> **Source passage**:
▽

Again, if you can be more specific about the magic component you wish to introduce, we might be able to help you more; I will revise this answer.

If you were a real pedant, you would read Newton, then Lavoisier and the scientists of that era (there were many), then jump off from them. Some of the second string crew had some cool ideas - I stumbled into Marat's experiments on the nature of fire but I had trouble finding them in full text - link please anyone who can. Often the original works contain their own speculations which are perfect for your needs but dead wrong, and so these bits do not make it into the modern summaries. Some of this stuff is hard to find on line. The thing is that it would take a lot of reading time but for a game, your audience (unfamiliar with these works) would not appreciate how true you were being to the 1787 scientific vibe and how much reading it took to get you there. Probably this path would be better for a novel where the readers would include aficionados who would be thrilled at correct references and would notify others of their ilk.

△

> **Task objective**: Summarize the source passage on reading the scientists of that era in two sentences.

> **Data supplied**:

▽

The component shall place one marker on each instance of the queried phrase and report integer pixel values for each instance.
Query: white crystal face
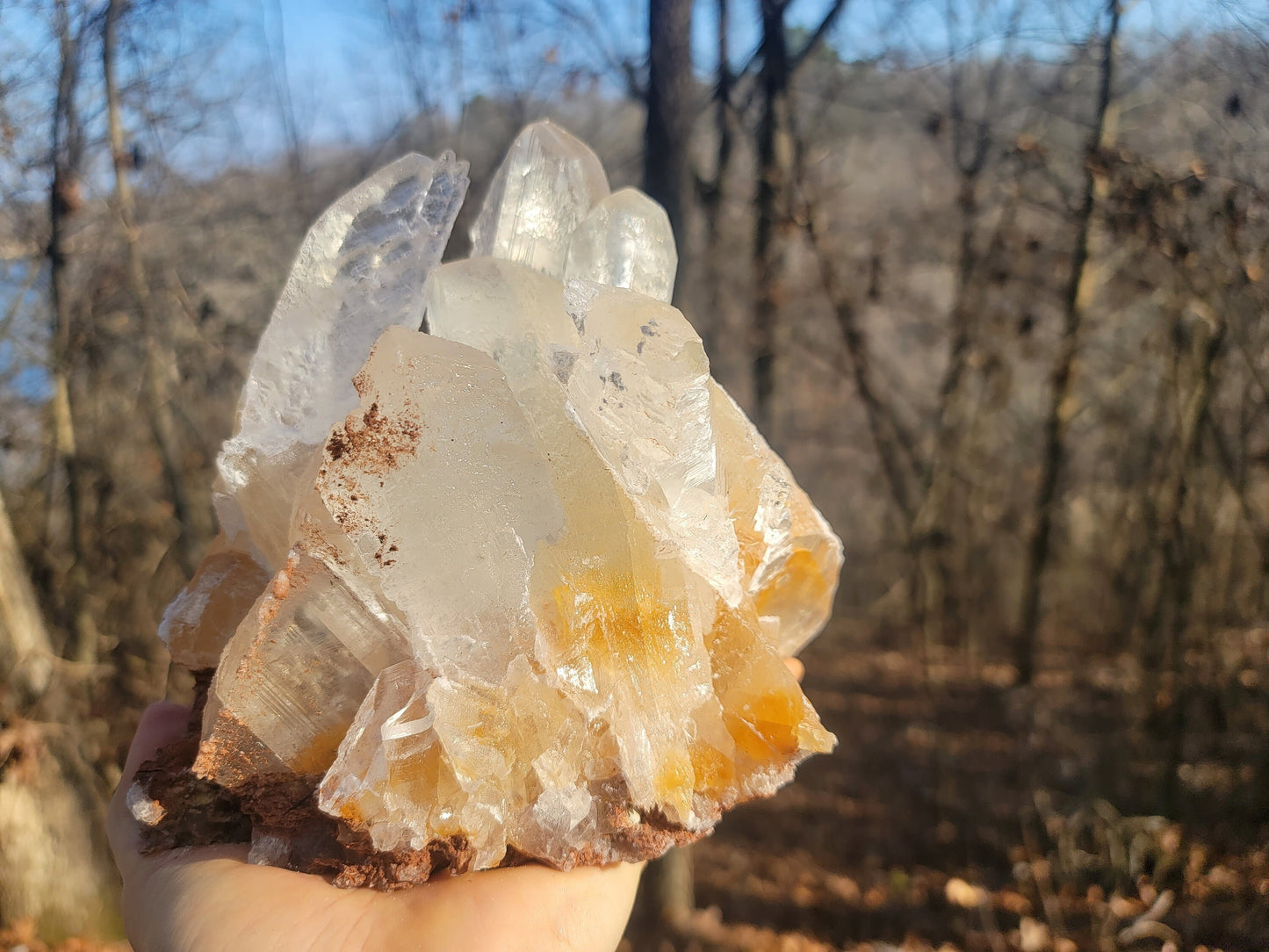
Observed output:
(361, 270)
(624, 242)
(544, 190)
(541, 572)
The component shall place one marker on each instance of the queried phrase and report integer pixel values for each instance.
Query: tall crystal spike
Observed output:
(641, 390)
(790, 558)
(439, 487)
(542, 191)
(626, 242)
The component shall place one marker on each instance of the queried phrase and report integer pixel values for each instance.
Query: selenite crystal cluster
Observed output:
(516, 587)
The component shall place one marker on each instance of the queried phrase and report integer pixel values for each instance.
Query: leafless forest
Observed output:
(995, 288)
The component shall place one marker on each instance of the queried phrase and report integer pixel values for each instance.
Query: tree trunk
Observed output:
(773, 82)
(157, 358)
(1057, 421)
(68, 148)
(25, 652)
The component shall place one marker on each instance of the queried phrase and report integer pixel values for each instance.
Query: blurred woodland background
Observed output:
(989, 273)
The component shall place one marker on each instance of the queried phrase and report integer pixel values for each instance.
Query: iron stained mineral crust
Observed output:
(502, 574)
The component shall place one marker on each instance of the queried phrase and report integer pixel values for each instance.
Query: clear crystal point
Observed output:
(542, 191)
(535, 570)
(626, 242)
(361, 270)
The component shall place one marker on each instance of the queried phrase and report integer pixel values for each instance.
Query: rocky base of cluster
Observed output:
(279, 818)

△

> **Written response**: A real pedant would read Newton, Lavoisier and the other scientists of that era, whose original works often hold speculations that are dead wrong but perfect for the purpose, that modern summaries leave out, and that can be hard to find online. That reading takes a lot of time that a game audience would not appreciate, so the path may suit a novel better, since aficionados among its readers would be thrilled by correct references.